Each line from the start of the entries through the line that contains "form [(88, 119)]." should be output exactly, please.

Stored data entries

§

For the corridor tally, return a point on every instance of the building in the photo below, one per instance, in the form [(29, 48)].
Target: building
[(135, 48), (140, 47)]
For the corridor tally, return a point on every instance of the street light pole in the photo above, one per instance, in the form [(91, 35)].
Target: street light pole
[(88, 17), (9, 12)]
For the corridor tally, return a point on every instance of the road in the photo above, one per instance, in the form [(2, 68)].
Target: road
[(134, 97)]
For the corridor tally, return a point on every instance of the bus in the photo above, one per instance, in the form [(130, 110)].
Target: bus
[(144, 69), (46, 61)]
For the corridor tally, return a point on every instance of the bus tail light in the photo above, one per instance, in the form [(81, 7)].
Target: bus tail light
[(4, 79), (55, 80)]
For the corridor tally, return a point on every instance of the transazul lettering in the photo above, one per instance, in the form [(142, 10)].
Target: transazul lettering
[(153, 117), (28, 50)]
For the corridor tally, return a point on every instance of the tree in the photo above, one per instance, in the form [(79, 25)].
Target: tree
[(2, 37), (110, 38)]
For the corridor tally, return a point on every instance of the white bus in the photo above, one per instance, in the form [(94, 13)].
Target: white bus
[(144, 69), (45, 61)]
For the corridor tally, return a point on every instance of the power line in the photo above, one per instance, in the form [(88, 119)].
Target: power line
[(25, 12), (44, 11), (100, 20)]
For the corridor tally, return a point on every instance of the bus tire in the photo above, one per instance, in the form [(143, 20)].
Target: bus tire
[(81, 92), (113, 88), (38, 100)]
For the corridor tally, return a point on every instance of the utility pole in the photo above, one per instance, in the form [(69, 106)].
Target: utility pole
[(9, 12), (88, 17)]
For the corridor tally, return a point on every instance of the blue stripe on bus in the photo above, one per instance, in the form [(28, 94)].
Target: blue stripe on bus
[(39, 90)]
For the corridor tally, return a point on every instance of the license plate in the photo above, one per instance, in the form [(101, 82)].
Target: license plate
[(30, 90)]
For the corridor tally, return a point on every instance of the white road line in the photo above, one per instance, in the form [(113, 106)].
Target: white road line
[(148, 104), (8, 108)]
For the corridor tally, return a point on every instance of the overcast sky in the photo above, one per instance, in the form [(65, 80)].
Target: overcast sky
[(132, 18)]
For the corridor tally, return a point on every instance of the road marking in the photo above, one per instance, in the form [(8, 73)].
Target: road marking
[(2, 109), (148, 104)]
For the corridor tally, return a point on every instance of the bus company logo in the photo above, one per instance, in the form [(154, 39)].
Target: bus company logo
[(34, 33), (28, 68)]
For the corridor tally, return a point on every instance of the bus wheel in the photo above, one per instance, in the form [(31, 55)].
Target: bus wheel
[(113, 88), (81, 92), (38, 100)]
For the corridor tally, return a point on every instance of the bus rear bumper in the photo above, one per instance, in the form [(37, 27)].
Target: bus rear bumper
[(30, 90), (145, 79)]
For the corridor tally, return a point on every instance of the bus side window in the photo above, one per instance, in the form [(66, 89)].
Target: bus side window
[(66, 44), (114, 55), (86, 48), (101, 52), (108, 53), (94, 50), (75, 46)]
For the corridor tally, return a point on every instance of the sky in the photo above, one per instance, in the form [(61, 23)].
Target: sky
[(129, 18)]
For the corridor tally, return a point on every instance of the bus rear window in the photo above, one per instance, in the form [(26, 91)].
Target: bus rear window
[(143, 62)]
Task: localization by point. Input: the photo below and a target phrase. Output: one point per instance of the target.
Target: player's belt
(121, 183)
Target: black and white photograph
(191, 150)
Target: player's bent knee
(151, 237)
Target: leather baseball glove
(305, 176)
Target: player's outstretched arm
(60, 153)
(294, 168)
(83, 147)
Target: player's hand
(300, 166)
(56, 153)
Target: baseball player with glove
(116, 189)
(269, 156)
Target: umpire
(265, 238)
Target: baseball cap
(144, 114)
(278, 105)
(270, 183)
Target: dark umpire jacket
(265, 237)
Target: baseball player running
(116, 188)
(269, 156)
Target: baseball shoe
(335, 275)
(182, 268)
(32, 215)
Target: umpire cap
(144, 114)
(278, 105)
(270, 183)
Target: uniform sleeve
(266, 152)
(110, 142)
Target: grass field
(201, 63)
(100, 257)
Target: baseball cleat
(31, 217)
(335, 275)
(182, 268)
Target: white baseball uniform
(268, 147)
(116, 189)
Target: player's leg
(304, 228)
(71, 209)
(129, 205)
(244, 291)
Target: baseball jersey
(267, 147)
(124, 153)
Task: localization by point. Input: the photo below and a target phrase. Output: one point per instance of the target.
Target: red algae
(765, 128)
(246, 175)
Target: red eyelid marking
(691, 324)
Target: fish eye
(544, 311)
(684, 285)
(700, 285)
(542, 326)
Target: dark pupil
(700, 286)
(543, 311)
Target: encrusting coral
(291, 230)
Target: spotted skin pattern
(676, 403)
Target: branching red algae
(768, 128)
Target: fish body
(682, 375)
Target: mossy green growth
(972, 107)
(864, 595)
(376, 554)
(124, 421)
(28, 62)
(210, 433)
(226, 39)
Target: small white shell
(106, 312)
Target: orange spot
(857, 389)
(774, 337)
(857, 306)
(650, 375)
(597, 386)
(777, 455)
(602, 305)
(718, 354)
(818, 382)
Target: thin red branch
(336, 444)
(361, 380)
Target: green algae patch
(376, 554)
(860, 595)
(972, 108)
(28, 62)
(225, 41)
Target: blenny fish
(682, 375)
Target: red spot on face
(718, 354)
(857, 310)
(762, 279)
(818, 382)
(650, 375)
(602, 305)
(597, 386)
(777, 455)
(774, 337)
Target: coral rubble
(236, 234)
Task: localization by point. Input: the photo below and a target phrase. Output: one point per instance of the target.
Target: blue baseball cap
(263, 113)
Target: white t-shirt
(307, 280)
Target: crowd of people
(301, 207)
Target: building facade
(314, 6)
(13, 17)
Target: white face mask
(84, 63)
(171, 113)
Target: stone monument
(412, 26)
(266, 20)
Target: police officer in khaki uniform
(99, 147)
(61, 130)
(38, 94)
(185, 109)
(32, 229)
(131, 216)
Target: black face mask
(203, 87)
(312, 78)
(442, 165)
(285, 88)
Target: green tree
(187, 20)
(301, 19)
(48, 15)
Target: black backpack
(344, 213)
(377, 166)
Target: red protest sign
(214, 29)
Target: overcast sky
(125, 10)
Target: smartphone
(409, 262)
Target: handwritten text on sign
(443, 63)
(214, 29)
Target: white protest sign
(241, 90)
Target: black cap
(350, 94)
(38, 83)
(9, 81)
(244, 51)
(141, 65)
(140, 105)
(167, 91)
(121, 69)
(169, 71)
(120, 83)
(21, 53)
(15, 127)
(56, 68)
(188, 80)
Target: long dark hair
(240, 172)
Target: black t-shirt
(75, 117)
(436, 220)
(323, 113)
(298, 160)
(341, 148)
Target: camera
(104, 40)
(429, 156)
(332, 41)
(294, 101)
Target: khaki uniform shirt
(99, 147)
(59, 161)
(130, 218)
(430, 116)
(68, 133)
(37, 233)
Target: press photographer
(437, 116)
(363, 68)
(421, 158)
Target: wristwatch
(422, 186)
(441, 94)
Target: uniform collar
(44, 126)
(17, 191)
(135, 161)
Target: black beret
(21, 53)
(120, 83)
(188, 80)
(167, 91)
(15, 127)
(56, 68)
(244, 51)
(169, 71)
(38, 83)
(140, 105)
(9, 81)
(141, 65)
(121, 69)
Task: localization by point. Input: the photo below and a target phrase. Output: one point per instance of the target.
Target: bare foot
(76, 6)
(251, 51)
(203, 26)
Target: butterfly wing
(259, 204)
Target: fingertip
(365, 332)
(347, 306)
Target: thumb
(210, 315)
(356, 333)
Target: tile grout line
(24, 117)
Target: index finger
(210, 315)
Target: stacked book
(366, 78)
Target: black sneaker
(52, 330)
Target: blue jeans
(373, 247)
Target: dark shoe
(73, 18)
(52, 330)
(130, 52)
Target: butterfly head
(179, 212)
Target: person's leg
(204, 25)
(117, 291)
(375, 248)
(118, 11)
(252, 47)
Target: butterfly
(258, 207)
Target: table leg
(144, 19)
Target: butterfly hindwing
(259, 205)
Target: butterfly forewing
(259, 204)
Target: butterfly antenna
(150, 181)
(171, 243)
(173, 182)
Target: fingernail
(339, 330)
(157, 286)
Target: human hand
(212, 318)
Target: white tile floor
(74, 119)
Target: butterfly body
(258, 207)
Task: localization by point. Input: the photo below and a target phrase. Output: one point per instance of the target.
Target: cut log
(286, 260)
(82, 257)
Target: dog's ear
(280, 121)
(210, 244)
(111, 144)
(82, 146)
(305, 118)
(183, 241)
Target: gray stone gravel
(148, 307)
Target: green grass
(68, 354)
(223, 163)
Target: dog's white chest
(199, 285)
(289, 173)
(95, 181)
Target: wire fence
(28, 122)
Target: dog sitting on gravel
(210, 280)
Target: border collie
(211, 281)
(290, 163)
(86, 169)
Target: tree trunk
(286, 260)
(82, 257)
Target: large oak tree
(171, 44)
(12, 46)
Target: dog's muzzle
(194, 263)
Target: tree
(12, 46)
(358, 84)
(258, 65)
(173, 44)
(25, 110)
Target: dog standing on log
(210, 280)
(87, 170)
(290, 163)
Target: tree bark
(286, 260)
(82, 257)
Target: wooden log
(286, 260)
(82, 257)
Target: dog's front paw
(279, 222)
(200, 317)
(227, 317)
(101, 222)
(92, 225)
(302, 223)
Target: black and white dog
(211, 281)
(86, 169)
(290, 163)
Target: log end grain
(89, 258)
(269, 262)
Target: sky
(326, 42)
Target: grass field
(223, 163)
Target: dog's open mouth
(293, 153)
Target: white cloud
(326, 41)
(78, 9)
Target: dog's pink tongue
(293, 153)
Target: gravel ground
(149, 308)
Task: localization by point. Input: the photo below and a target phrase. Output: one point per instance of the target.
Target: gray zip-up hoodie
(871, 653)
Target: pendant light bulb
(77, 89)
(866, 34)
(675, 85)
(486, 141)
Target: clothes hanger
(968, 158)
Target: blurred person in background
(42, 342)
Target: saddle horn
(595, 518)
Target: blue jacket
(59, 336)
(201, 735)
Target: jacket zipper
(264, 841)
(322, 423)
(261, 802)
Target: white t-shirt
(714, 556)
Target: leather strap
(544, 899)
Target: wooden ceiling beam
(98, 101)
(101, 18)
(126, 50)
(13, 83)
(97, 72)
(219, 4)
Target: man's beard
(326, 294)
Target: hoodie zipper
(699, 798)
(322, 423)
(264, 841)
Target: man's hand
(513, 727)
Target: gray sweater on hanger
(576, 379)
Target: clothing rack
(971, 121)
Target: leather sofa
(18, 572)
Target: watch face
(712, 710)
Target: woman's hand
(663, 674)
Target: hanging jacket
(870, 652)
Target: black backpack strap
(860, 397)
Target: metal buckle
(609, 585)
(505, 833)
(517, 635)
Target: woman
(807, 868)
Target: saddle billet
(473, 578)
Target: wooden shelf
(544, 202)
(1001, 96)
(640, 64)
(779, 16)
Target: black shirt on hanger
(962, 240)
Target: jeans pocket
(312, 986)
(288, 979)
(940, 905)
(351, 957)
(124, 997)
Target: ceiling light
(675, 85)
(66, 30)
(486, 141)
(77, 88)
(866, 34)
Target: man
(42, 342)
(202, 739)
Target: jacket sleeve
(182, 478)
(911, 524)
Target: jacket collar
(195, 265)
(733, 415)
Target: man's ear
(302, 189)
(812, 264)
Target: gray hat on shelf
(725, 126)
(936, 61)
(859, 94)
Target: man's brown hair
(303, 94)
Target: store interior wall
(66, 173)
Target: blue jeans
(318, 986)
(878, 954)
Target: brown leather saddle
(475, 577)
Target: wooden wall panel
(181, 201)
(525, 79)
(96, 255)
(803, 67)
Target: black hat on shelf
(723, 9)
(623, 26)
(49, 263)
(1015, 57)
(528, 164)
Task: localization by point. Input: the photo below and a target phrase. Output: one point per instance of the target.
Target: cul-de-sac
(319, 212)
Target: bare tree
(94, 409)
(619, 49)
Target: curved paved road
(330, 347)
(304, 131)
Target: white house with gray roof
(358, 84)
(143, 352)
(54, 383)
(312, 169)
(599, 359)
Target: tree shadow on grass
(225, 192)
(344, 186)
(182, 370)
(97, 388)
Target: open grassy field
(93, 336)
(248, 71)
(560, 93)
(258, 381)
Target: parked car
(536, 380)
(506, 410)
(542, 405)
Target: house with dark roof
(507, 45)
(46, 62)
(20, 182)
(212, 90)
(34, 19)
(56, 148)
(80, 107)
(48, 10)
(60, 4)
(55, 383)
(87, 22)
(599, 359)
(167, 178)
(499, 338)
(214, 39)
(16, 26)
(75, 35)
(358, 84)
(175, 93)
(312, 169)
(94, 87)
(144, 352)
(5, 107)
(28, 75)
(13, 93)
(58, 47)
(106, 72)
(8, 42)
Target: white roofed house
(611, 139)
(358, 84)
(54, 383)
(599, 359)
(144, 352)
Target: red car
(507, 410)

§

## [Problem solution]
For the corridor tally, return a point on every instance of the building in the photo below, one per instance, in the form [(29, 48)].
Target: building
[(135, 48), (140, 47)]
For the corridor tally, return a point on every instance of the street light pole in the photo above, one per instance, in the form [(91, 35)].
Target: street light pole
[(88, 17), (9, 12)]
For the corridor tally, return a point on every instance of the road in the photo above, one per instance, in the form [(2, 68)].
Target: road
[(134, 97)]
For the corridor tally, return a point on every instance of the bus in the photo above, one per instance, in the form [(130, 110)].
Target: bus
[(144, 69), (46, 61)]
For the corridor tally, return a point on every instance of the bus tail light in the photo above, one per instance, in the form [(81, 7)].
Target: bus tail light
[(4, 79), (55, 80)]
For the corridor tally, return a point on every instance of the transazul lettering in the photo above, one per instance, in the form [(142, 10)].
Target: transazul lettering
[(153, 117), (28, 50)]
For the corridor tally, return a point on every instance of the tree in the photo above, one per instance, in the form [(79, 25)].
Target: tree
[(2, 37), (110, 38)]
For the corridor tally, return a point on every instance of the white bus in the photo above, one per instance, in the form [(94, 13)].
Target: white bus
[(144, 69), (45, 61)]
For the corridor tally, return a point on every instance of the power line in the photo above, one per instance, in the form [(88, 119)].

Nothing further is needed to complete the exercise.